What is expected → Give the entries again, word for word.

Records contained in a dataset →
########################################
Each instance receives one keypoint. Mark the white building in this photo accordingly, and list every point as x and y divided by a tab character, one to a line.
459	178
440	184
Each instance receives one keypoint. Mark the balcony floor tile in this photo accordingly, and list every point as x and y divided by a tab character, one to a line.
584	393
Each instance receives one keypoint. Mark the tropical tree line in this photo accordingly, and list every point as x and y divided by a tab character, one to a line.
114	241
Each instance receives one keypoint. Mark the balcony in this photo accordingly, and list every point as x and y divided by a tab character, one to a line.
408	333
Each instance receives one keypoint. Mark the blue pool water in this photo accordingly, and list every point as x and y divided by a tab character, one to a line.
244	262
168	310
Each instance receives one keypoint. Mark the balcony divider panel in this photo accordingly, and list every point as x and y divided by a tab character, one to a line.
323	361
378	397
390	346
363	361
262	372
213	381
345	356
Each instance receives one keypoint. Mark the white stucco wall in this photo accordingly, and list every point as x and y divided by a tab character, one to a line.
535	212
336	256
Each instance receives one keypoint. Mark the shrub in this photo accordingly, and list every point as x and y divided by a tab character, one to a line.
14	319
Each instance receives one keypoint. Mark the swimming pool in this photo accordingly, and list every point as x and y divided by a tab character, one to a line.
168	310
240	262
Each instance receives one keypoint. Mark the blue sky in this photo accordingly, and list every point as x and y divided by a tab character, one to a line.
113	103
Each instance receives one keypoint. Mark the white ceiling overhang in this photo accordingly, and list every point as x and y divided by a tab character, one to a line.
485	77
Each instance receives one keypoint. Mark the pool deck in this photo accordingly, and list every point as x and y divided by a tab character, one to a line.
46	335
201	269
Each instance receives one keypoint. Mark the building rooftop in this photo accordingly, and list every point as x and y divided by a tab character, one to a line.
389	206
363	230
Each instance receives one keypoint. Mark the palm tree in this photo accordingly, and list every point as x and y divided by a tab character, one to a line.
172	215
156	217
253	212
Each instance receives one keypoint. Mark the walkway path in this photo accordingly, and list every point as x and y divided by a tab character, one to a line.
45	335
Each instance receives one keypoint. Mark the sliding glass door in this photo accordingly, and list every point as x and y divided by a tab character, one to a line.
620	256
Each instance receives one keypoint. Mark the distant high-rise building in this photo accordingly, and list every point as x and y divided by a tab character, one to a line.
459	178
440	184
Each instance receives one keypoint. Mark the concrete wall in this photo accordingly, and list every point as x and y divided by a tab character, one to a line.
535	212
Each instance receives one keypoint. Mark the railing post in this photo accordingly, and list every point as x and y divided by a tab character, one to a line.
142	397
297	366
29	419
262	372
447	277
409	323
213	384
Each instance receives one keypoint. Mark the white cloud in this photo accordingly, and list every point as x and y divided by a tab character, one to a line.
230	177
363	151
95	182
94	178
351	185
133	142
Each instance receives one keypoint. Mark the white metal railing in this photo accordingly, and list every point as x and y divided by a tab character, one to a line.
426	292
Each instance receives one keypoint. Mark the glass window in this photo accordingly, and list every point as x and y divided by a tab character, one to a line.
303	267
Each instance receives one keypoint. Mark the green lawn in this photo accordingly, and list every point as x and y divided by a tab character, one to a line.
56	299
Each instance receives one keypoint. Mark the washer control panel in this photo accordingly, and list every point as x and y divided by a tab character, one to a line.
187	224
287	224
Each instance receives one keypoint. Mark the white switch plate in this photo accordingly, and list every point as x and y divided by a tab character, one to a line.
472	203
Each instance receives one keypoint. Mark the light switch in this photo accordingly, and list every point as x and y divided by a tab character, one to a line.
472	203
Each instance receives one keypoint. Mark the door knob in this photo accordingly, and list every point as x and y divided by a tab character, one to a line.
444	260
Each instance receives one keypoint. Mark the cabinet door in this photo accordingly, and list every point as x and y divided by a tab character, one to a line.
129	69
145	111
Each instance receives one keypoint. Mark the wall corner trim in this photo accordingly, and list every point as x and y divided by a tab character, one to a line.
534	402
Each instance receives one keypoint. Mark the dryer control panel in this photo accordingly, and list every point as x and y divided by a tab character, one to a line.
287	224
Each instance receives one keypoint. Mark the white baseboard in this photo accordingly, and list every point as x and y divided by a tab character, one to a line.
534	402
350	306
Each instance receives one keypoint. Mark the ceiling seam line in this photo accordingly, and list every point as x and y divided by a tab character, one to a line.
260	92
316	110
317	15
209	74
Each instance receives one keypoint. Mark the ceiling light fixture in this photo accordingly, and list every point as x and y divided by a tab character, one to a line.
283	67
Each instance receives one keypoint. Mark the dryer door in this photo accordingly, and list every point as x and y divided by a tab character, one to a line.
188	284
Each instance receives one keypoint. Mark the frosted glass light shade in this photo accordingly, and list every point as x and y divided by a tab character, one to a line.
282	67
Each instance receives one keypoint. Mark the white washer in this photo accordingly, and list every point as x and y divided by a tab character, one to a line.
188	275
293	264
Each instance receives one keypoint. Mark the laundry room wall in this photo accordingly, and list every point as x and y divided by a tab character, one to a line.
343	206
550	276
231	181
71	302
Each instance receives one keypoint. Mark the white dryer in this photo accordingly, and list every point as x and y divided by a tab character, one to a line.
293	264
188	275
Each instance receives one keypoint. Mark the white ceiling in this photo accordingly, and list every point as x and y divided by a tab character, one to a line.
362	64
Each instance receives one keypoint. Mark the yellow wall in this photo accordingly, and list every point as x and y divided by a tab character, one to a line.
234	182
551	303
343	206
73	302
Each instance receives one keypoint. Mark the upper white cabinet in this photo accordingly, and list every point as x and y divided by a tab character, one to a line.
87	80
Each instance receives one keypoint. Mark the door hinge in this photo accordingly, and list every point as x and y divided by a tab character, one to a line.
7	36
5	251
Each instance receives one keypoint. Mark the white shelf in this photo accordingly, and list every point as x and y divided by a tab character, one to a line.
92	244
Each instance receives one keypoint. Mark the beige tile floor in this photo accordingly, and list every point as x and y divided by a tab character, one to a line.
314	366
########################################
Expected output →
Each instance receives one keypoint. Mark the white building in this photo accordingly, and list every point as x and y divided by a tab character, one to a line.
459	178
440	184
Each instance receives one keypoint. Mark the balcony floor tile in this photo accordingly, and list every point as x and y divided by a tab character, one to a line.
584	393
Each instance receives one keypoint. Mark the tropical tree line in this photo accordingly, and list every point as x and y divided by a tab character, one to a line.
114	241
Each instance receives one keypoint. Mark the balcony in this photo accordingly, and list every point as x and y divided by a tab character, one to a line.
408	333
Each instance receives one keypoint. Mark the blue pool water in this photo accordingly, and list every point as x and y divided by a tab character, one to a line.
244	262
168	310
Each instance receives one keypoint. Mark the balcony divider panel in this photo accordingly, and list every point as x and y divided by a tab character, one to a line.
323	361
378	397
390	346
363	361
262	372
213	381
345	356
Each instance receives one keypoint. Mark the white stucco wall in this photo accordingly, and list every point as x and y divided by a tab character, one to a line.
535	212
336	256
Each instance receives one keypoint. Mark the shrub in this photo accordingly, and list every point as x and y divided by a tab character, one to a line.
14	319
Each instance receives one keypoint. Mark the swimming pool in this photo accordingly, and list every point as x and y divided by a tab character, one to a line.
168	310
240	262
Each instance receives one keypoint. Mark the blue sky in this photo accordingly, and list every point as x and y divided by a tab character, one to a line.
113	103
Each instance receives one keypoint. Mark the white ceiling overhang in this photo accordingly, and list every point as x and y divided by a tab character, one to a line.
485	77
Each instance receives one keypoint. Mark the pool deck in this photo accordingly, and list every point as x and y divided by a tab character, one to a line.
46	335
201	269
Each instance receives one keypoint. Mark the building rooftop in this photo accordingly, and list every point as x and y divided by a tab character, one to a line.
389	206
363	230
Each instance receives one keypoint. Mark the palm tree in this photo accordingly, and list every point as x and y divided by a tab character, one to a line.
172	215
156	217
253	212
Each instance receives one keypoint. Mark the walkway path in this photo accordingly, and list every point as x and y divided by a tab character, one to a line.
45	335
Each instance receives one keypoint. Mark the sliding glass door in this photo accordingly, and list every point as x and y divided by a tab character, one to a line.
620	256
Each instance receives one keypoint. Mark the distant high-rise building in this photo accordingly, and list every point as x and y divided by a tab character, one to a line.
459	178
440	184
Each instance receives one keypoint. Mark the concrete wall in this photo accordingly, and list every point as x and y divided by a tab character, one to a line.
535	212
Each instance receives one keypoint. Mark the railing post in this photo accordingly, and list every point as x and y divided by a tab character, one to a line.
142	397
297	366
29	419
262	372
447	277
409	323
213	384
Each instance receives one keypoint. Mark the white cloud in this photo accordingly, and list every point as x and y divided by a tab character, one to a line.
230	177
363	151
95	182
94	178
351	185
133	142
Each instance receives one keypoint. Mark the white metal railing in this photo accordingly, and list every point as x and y divided by a tab character, one to a line.
426	292
Each instance receives one keypoint. Mark the glass window in this photo accordingly, and list every point as x and y divided by a tab character, one to a line.
303	267
Each instance receives one keypoint. Mark the green lawn in this photo accordingly, and list every point as x and y divided by a tab character, one to a line.
56	299
Each instance receives one keypoint. Mark the washer control panel in this photo accordingly, and list every point as x and y divided by a tab character, one to a line.
187	224
287	224
Each instance receives one keypoint. Mark the white switch plate in this photo accordingly, and list every point as x and y divided by a tab character, one to a line.
472	203
Each instance receives one keypoint. Mark the light switch in this photo accordingly, and list every point as x and y divided by a tab character, one to a line.
472	203
Each instance receives one keypoint. Mark the door knob in this photo accordingly, and list every point as x and y divided by a tab character, one to a line.
444	260
Each instance receives one keypoint. Mark the cabinet door in this photo accordingly, and list every point as x and y divided by a tab character, one to a line.
129	69
145	111
Each instance receives one keypoint. Mark the wall corner trim in this photo accordingly, and list every point as x and y divided by a tab character, one to a line.
534	402
Each instance receives one keypoint. Mark the dryer control panel in this photo accordingly, and list every point as x and y divided by a tab character, one to a line.
287	224
Each instance receives one keypoint. Mark the white baseboard in this photo accordingly, and list every point as x and y divided by a tab character, one to a line.
534	402
350	306
Each instance receives one keypoint. Mark the ceiling seam line in this photo accordingly, and list every point as x and y divided by a tab character, one to a line.
260	92
316	110
317	15
209	74
Each instance receives one keypoint. Mark the ceiling light fixture in this photo accordingly, and list every point as x and y divided by a tab character, one to a line.
283	67
Each instance receives one keypoint. Mark the dryer door in this photo accordingly, and list every point as x and y divided by a tab character, one to a line.
188	284
Each instance receives one keypoint. Mark the frosted glass light shade in this photo accordingly, and list every point as x and y divided by a tab character, one to a line.
282	67
Each instance receives one keypoint. Mark the white washer in this photo accordingly, and list every point as x and y divided by a tab character, one to a line.
188	275
293	264
Each instance receives one keypoint. Mark the laundry room wall in this photo accordingly, and list every point as x and y divided by a tab character, one to a line.
343	206
550	276
231	181
71	302
Each instance receives one keypoint. Mark the white dryer in this photo accordingly, and list every point as x and y divided by a tab character, one to a line.
293	264
188	275
Each instance receives one keypoint. Mark the white ceiling in this photo accordingly, and list every point as x and y divided by a tab character, one to a line.
362	64
Each instance receives one keypoint. Mark the yellow wall in this photo accordingly, and list every point as x and y divided by a tab character, one to a line.
234	182
551	303
343	206
73	302
Each instance receives one keypoint. Mark the upper white cabinet in this photo accordingly, and list every point as x and y divided by a tab character, one to a line.
87	80
Each instance receives one keypoint. Mark the door hinge in this photo accordingly, and list every point as x and y divided by a tab character, one to a line.
7	36
5	251
Each instance receives one keypoint. Mark the white shelf in this photo accordingly, and list every point as x and y divided by a tab character, one to a line.
92	244
Each instance receives one keypoint. Mark the beige tile floor in this photo accordingly, and list every point as x and y divided by a tab character, one to a line.
314	366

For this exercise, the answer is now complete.